TASK INSTRUCTIONS:
a) Do these statements agree with the article on China-US trade below? Answer yes or no for each, quoting the deciding words. (i) China's imports from the US grew in January through April. (ii) The US ranked as China's second largest trading partner. (iii) Bilateral trade with the US made up a smaller share of China's total foreign trade than in 2022.
b) Could you continue the article on China-US trade below, picking up after its final sentence?

EXCERPTED PASSAGE:

SOURCE / ECONOMY
China-US trade slides 4.2% in Jan-Apr amid Washington's decoupling push
Published: May 09, 2023 05:36 PM
This aerial photo taken on April 7, 2023 shows a container ship sailing at Tianjin Port in north China's Tianjin. North China's Tianjin Port handled approximately 5.047 million twenty-foot equivalent units (TEUs) of containers in the first three months of 2023, up 9.09 percent year on year.(Photo: Xinhua)

This aerial photo taken on April 7, 2023 shows a container ship sailing at Tianjin Port in north China's Tianjin. North China's Tianjin Port handled approximately 5.047 million twenty-foot equivalent units (TEUs) of containers in the first three months of 2023, up 9.09 percent year on year.(Photo: Xinhua)

While China recorded a 5.8-percent growth in foreign trade over the first four months this year, its trade with the US dropped 4.2 percent year-on-year amid Washington's continued "decoupling push", which started to hit bilateral commerce.

China's exports and imports with the US stood at 1.5 trillion yuan ($216.65 billion) from January to April, down 4.2 percent from the same period last year. The share of the bilateral trade dropped to 11.2 percent of China's total foreign trade volume from the 12 percent seen in 2022, data released by China's General Administration of Customs (GAC) showed on Tuesday.

The US remained China's third largest trading partner, behind ASEAN and EU. In breakdown, China's exports to the US totaled 1.09 trillion yuan, down 7.5 percent year-on-year; while its imports from the US totaled 410 billion yuan, up 5.8 percent.

China has embraced diversified foreign trade markets around the world, with growing trade momentum with ASEAN, countries and regions joining the Belt and Road Initiative (BRI), experts said.

SUPPLIED INFORMATION:
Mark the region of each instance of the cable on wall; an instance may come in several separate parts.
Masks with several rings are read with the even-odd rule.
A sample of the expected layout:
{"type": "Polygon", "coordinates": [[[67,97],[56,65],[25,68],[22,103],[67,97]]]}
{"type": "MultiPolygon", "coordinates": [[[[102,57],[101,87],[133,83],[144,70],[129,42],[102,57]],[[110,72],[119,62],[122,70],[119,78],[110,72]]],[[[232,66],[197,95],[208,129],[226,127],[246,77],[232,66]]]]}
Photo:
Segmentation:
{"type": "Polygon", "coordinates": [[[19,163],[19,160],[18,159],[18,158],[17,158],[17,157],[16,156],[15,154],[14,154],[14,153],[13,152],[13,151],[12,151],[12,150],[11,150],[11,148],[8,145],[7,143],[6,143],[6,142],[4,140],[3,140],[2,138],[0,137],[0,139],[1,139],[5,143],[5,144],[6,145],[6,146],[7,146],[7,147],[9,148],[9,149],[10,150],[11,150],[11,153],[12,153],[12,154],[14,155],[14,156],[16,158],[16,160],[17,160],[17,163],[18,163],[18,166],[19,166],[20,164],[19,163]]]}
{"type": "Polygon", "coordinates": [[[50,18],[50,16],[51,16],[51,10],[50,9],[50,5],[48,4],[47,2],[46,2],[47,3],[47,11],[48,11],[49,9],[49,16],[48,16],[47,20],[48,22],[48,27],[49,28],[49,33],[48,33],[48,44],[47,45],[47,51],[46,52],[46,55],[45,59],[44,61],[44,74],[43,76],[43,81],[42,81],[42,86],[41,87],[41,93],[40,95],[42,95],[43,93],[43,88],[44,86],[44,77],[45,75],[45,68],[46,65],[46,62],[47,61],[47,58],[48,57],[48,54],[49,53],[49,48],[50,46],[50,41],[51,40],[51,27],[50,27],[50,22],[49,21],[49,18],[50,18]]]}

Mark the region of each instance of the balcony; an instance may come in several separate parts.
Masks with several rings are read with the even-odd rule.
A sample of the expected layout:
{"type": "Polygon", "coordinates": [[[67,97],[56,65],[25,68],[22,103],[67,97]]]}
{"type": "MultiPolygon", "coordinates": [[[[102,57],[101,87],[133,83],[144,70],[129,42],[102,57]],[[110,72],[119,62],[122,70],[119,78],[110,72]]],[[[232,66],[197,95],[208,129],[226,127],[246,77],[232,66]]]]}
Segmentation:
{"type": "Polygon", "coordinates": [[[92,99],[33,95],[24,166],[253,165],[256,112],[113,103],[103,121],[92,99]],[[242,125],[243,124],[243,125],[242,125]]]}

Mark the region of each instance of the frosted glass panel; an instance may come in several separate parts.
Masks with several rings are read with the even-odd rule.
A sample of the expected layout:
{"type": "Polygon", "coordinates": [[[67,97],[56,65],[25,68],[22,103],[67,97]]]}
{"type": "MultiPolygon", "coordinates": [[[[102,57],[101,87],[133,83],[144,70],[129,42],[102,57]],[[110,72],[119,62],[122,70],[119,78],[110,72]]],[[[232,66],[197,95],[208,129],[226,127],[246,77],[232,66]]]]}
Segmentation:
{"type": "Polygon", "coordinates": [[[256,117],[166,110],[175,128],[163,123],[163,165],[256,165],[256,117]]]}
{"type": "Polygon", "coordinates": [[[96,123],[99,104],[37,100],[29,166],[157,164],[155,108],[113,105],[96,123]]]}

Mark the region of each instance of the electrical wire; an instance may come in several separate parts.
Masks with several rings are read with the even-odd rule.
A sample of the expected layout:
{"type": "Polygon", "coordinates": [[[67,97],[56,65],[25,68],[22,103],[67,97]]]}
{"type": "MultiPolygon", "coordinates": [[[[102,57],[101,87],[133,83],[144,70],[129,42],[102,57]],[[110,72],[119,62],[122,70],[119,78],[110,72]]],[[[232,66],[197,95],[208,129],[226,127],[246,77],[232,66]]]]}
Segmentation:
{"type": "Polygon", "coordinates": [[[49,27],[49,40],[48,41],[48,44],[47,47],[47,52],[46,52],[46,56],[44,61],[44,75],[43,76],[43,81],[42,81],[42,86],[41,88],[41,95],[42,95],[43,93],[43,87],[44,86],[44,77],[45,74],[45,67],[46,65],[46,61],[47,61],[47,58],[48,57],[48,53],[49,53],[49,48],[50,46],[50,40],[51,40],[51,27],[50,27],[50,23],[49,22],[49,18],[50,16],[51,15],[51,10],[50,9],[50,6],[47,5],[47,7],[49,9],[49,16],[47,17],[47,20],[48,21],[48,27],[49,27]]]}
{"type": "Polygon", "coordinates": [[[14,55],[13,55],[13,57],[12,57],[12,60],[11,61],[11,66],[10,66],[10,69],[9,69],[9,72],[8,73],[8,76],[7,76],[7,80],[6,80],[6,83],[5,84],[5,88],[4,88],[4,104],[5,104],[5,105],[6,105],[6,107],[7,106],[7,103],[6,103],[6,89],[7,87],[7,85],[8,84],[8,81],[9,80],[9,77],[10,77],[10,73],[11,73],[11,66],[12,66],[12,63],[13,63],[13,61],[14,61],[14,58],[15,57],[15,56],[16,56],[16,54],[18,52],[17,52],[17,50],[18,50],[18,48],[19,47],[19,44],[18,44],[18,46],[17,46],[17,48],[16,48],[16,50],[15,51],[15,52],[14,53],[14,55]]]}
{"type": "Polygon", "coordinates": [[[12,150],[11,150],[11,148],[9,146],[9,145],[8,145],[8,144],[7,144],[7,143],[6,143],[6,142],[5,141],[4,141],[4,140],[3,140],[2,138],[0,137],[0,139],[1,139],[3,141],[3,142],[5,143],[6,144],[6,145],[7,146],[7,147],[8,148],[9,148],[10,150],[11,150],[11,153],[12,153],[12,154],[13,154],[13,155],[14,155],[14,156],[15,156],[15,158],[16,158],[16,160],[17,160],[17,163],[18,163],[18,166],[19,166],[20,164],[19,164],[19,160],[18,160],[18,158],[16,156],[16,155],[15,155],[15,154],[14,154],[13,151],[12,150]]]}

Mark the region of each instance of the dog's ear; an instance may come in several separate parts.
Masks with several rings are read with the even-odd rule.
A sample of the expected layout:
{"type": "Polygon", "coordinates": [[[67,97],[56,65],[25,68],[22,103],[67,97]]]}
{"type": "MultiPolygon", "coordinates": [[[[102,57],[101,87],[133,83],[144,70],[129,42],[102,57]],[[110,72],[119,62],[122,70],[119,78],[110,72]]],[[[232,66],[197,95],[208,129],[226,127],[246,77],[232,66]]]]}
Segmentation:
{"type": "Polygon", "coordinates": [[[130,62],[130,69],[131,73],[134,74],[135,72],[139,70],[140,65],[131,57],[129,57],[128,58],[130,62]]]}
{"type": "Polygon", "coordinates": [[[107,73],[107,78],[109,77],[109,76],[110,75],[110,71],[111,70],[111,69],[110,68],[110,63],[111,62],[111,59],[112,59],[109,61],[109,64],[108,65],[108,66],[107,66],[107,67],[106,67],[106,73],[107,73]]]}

...

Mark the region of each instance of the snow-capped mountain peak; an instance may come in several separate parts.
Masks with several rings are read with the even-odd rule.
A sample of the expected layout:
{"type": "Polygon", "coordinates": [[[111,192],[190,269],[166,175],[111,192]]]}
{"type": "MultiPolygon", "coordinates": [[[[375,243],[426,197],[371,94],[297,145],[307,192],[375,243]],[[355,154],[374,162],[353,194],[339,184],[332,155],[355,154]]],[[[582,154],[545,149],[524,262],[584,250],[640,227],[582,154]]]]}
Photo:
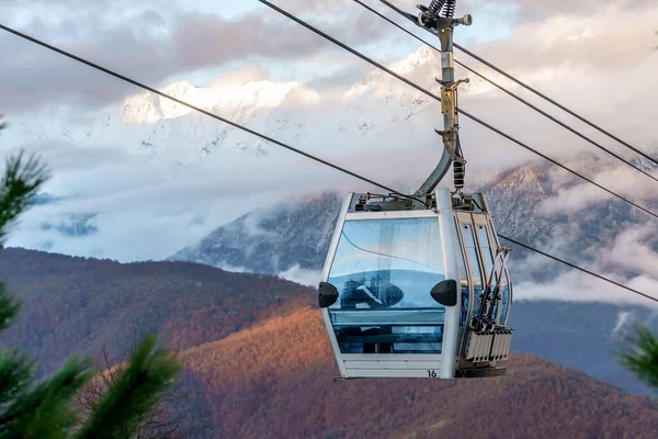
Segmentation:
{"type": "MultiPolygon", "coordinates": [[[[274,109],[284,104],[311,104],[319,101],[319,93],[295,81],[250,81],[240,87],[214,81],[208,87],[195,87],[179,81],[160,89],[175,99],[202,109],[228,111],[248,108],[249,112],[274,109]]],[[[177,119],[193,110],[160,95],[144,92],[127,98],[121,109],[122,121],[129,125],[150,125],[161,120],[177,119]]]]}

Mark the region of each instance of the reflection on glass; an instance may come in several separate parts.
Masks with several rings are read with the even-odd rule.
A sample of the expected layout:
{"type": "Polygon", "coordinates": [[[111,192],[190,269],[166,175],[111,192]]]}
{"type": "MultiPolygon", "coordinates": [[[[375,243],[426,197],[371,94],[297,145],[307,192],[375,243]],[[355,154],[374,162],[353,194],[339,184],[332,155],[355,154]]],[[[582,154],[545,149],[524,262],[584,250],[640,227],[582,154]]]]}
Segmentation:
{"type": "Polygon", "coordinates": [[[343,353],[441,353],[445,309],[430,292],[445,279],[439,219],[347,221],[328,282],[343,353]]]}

...

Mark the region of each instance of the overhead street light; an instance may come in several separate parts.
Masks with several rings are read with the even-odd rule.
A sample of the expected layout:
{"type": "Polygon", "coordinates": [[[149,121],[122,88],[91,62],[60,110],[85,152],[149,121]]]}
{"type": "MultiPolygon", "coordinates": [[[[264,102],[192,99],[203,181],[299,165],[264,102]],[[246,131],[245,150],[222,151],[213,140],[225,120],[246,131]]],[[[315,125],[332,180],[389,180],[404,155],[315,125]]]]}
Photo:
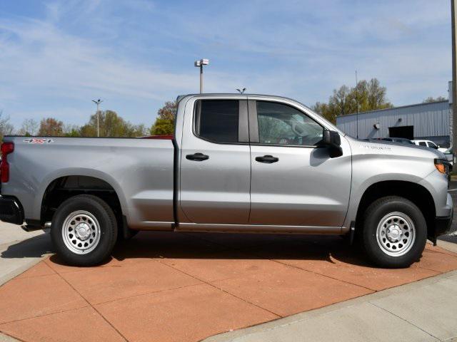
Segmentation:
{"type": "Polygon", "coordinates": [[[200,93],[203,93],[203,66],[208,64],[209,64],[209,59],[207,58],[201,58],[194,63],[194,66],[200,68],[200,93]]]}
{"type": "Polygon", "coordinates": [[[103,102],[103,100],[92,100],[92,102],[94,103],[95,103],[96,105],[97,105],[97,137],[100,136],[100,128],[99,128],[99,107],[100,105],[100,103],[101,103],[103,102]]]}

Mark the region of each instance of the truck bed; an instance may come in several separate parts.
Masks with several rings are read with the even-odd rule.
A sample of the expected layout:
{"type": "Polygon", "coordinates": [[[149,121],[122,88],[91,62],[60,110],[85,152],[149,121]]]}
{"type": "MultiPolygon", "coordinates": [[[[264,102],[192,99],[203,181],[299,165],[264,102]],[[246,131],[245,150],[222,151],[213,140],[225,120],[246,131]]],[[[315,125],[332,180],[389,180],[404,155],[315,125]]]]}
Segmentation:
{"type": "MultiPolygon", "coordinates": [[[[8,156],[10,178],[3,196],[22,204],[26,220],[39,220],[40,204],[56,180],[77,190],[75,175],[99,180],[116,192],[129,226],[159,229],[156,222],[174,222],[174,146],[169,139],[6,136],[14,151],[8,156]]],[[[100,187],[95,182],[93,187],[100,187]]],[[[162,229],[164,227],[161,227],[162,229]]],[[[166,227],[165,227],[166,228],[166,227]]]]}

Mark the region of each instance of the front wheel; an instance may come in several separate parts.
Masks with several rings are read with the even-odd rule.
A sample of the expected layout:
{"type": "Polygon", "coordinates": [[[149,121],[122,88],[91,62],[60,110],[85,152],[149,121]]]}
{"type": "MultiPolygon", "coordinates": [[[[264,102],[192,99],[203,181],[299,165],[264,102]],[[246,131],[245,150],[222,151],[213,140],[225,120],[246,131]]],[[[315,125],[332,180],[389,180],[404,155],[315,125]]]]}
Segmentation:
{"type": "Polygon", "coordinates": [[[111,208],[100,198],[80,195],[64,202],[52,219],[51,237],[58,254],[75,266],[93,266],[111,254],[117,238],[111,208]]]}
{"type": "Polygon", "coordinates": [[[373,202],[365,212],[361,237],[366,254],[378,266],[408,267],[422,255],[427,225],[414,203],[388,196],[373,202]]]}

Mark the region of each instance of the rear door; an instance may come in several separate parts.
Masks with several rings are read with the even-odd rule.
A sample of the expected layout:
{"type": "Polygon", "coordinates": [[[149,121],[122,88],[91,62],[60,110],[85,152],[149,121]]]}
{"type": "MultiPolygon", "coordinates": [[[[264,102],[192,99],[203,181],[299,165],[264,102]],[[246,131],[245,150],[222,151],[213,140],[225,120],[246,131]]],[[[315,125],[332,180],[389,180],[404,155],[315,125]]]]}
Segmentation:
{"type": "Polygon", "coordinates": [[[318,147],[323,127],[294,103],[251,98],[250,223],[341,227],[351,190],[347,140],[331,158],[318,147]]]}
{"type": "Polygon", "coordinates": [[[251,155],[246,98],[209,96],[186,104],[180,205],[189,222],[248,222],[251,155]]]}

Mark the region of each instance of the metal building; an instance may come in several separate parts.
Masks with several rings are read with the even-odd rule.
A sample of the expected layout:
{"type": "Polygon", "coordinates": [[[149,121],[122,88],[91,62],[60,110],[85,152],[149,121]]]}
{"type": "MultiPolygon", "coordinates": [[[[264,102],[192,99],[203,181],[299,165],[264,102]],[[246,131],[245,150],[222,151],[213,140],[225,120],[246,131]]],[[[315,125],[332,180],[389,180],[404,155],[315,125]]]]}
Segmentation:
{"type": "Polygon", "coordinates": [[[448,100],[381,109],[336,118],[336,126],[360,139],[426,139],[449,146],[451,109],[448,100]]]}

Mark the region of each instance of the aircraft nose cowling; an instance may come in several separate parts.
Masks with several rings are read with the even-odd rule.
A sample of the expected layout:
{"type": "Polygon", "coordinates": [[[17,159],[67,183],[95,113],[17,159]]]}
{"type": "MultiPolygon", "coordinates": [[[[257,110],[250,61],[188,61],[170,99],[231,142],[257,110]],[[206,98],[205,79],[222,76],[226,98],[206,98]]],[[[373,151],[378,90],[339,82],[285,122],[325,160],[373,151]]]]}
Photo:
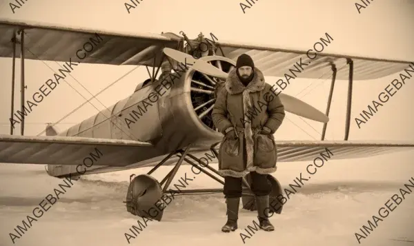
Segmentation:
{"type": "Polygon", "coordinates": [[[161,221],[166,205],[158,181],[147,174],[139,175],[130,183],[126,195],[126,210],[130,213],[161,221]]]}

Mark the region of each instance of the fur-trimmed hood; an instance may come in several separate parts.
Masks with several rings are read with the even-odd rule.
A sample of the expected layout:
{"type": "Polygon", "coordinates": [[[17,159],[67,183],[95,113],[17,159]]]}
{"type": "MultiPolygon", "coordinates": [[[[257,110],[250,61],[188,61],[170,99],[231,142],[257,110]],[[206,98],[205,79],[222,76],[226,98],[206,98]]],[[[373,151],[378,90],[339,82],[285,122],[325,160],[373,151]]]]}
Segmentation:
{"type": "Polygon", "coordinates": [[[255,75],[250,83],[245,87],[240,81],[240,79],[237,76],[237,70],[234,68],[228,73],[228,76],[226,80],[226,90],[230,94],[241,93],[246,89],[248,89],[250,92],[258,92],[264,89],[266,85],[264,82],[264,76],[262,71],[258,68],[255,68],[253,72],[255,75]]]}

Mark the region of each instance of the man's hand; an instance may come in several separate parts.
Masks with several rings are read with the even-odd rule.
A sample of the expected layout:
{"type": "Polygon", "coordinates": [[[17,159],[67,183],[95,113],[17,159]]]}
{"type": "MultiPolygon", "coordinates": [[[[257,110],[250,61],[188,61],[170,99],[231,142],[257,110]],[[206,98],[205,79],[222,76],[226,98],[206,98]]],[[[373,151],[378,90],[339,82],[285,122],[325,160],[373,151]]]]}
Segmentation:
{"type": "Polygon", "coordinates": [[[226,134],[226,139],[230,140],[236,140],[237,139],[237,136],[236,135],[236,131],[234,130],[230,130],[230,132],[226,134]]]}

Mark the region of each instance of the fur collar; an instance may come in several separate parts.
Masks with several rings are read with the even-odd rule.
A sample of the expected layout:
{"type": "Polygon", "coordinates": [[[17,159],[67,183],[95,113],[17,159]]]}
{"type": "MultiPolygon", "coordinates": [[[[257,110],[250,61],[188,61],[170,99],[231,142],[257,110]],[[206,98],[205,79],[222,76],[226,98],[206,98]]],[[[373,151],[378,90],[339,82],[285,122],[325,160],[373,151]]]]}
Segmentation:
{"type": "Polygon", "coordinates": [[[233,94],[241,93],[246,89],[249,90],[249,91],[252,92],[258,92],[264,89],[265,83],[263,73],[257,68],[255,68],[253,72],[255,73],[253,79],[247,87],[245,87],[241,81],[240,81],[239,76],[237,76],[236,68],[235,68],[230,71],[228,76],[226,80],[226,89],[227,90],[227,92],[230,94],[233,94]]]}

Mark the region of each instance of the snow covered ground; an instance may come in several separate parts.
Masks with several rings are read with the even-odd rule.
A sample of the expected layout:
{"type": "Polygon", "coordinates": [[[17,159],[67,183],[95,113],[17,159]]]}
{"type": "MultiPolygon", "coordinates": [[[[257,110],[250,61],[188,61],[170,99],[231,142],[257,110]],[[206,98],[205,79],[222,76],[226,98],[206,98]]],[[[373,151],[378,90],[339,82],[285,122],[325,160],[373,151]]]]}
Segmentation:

SOLVED PROBLEMS:
a)
(i) Yes: "its imports from the US totaled 410 billion yuan, up 5.8 percent."
(ii) No: "The US remained China's third largest trading partner, behind ASEAN and EU."
(iii) Yes: "The share of the bilateral trade dropped to 11.2 percent of China's total foreign trade volume from the 12 percent seen in 2022"

b)
According to GAC data, China-ASEAN trade surged by 13.9 percent to reach 2.09 trillion yuan, while China's trade with countries participating in BRI rose 16 percent to reach 4.61 trillion yuan during the first four months. Under the BRI framework, China's trade with five Central Asian countries increased by 37.4 percent.

It draws a stark contrast to the drop of the bilateral trade between the world's two largest economies. Not only has the Biden administration been unwilling to remove added tariffs on Chinese products, it has continuously maneuvered to "decouple" from China, experts noted.

There are multiple reasons for falling exports to the US, including the impact of the extra tariffs, the higher base last year, and others, Gao Lingyun, an expert at the Chinese Academy of Social Sciences in Beijing, told the Global Times on Tuesday.

There are some positive factors that deserve attention, including growing imports from the US which reflected the rapidly recovering Chinese economy, and the country's colossal consumer market opened wider to the world, Gao noted.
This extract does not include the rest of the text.